(Referring expression pointing data)
......

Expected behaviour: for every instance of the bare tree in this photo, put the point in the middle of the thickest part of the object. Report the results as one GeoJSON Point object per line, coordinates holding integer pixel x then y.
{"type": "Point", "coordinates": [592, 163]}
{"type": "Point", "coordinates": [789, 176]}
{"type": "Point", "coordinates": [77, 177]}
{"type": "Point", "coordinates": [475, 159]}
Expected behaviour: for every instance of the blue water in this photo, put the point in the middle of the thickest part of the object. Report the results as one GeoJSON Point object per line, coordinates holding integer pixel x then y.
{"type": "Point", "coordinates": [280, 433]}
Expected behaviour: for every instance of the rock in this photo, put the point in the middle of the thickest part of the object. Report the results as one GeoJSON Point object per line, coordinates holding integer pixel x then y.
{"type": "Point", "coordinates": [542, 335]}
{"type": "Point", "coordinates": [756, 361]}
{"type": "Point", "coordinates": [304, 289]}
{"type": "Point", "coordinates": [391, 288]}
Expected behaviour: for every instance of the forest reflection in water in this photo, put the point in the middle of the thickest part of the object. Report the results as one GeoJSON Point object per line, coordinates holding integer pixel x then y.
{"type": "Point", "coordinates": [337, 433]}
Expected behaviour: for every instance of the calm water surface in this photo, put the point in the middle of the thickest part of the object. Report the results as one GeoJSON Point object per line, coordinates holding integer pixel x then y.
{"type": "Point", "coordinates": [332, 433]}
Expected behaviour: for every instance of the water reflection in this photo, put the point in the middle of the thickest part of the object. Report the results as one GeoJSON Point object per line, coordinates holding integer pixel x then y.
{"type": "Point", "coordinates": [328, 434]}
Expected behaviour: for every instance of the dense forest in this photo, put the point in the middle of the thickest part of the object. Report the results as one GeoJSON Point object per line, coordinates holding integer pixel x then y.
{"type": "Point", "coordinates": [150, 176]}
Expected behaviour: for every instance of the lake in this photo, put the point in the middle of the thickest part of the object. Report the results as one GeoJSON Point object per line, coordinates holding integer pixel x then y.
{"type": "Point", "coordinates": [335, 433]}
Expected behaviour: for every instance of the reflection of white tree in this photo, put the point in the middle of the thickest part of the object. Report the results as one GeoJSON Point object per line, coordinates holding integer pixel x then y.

......

- [The problem] Going line by line, copy the data above exactly.

- [Result of this task]
Expected behaviour: for every instance of the bare tree in this photo, put the point in the middle of the thickest part of the object. Report the results as one GeoJSON Point object per line, coordinates holding integer pixel x then y.
{"type": "Point", "coordinates": [592, 163]}
{"type": "Point", "coordinates": [789, 176]}
{"type": "Point", "coordinates": [77, 177]}
{"type": "Point", "coordinates": [475, 159]}
Expected behaviour: for every instance of the blue water in this photo, put the point in the middle of the thickest part of the object. Report the results as one GeoJSON Point object per line, coordinates holding integer pixel x then y.
{"type": "Point", "coordinates": [280, 433]}
Expected behaviour: for every instance of the rock in this photo, put the point in the middle of the thickest part of the object. Report the results as one GeoJSON Point object per line, coordinates holding integer pixel x then y.
{"type": "Point", "coordinates": [542, 335]}
{"type": "Point", "coordinates": [756, 361]}
{"type": "Point", "coordinates": [304, 289]}
{"type": "Point", "coordinates": [391, 288]}
Expected behaviour: for every instance of the forest reflection in water in this photo, put the point in the middle of the thickest part of the object. Report the results as one GeoJSON Point object per line, coordinates holding integer pixel x then y.
{"type": "Point", "coordinates": [337, 433]}
Expected behaviour: for every instance of the calm water surface in this photo, put the point in the middle of the thickest part of the object. Report the results as one GeoJSON Point object per line, coordinates holding integer pixel x then y.
{"type": "Point", "coordinates": [332, 433]}
Expected behaviour: for every instance of the water reflection in this photo, put the point in the middle of the thickest part of the object. Report the results as one GeoJSON Point object per line, coordinates holding integer pixel x then y.
{"type": "Point", "coordinates": [328, 434]}
Expected behaviour: for every instance of the dense forest in this photo, put the point in the middle of the thickest part of the object. Report the results as one GeoJSON Point object per line, coordinates holding integer pixel x then y.
{"type": "Point", "coordinates": [150, 176]}
Expected behaviour: for every instance of the lake in this photo, put the point in the middle of the thickest part of the object. Report the results as one GeoJSON Point object per line, coordinates holding integer pixel x then y.
{"type": "Point", "coordinates": [335, 433]}
Expected behaviour: for every instance of the reflection of white tree in this photo, put the point in the middle of the thickest part of the object. Report the results as one GeoJSON Point object per line, coordinates holding integer pixel x then y.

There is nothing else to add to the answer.